Exercise prompt: If an entry below holds a picture, skip the picture and copy everything else exactly.
Segment Start: Data supplied
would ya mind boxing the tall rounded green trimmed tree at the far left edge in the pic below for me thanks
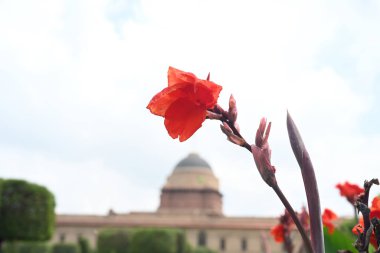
[0,180,55,251]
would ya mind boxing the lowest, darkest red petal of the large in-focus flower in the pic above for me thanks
[165,98,206,142]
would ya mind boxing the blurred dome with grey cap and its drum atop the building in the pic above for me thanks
[158,153,222,215]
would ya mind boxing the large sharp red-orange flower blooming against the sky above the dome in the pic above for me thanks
[147,67,222,142]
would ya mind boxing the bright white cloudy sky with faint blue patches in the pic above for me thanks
[0,0,380,216]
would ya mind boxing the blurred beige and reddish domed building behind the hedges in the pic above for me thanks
[52,153,281,253]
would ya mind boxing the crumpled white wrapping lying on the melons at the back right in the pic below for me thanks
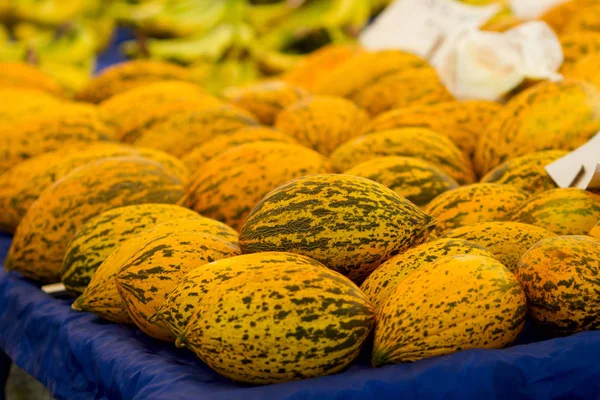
[432,21,563,100]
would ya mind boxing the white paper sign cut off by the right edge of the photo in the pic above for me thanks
[546,133,600,189]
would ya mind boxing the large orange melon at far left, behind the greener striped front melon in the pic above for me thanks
[5,157,183,282]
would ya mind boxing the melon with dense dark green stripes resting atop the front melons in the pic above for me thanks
[240,174,435,282]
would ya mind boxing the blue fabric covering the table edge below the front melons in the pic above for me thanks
[0,236,600,400]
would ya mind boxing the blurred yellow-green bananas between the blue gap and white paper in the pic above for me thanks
[118,0,384,91]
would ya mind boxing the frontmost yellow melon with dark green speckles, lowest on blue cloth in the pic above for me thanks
[181,261,374,384]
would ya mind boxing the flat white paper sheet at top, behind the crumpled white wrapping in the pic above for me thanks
[360,0,500,59]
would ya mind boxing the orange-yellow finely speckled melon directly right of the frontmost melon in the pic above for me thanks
[372,254,527,367]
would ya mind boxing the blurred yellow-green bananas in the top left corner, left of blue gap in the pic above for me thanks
[0,0,115,92]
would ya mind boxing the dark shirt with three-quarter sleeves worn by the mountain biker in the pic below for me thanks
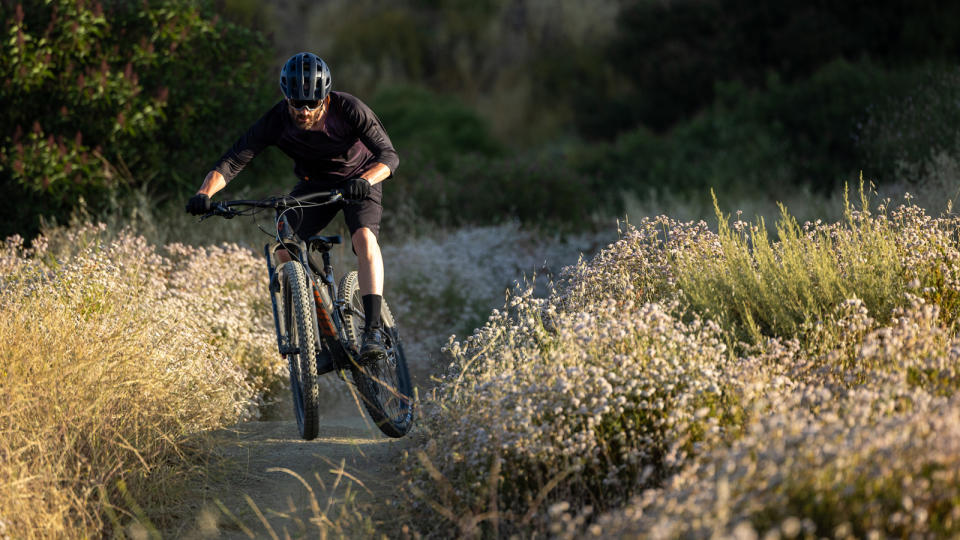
Segment End: Data supplied
Answer to the problem:
would ya mind boxing the tall rounded green trimmed tree at the far left edge in the pic below for me thanks
[0,180,55,251]
would ya mind boxing the lowest, darkest red petal of the large in-focus flower in the pic above for me thanks
[165,98,206,142]
would ya mind boxing the blurred dome with grey cap and its drum atop the building in the pic above for me thanks
[158,153,222,215]
would ya mind boxing the large sharp red-orange flower blooming against the sky above the dome in the pic above for me thanks
[147,67,222,142]
would ya mind boxing the bright white cloudy sky with faint blue patches in the pic above for me thanks
[0,0,380,216]
would ya mind boxing the blurred beige and reddish domed building behind the hedges in the pic above for me thanks
[52,153,281,253]
would ya mind boxing the crumpled white wrapping lying on the melons at the back right in the pic below for me thanks
[432,21,563,100]
would ya mind boxing the white paper sign cut off by the right edge of the photo in the pic above for me thanks
[546,133,600,189]
would ya mind boxing the large orange melon at far left, behind the greener striped front melon in the pic above for me thanks
[5,157,183,282]
would ya mind boxing the melon with dense dark green stripes resting atop the front melons in the pic above for me thanks
[240,174,435,282]
would ya mind boxing the blue fabric covering the table edge below the front melons in the pic above for me thanks
[0,236,600,400]
would ya mind boxing the blurred yellow-green bananas between the blue gap and white paper in the pic above for me thanks
[118,0,384,91]
would ya mind boxing the frontmost yellow melon with dark green speckles, lowest on blue cloth in the pic above for me thanks
[181,261,374,384]
would ya mind boxing the flat white paper sheet at top, behind the crumpled white wrapping in the pic above for me thanks
[360,0,500,59]
would ya mind boxing the orange-yellow finely speckled melon directly right of the frontmost melon in the pic above for me thanks
[372,254,527,367]
would ya mind boxing the blurred yellow-green bananas in the top left corner, left of blue gap in the pic above for me thanks
[0,0,115,92]
would ya mind boxing the dark shirt with three-quarter sleeves worn by the mountain biker in the pic below for me thanks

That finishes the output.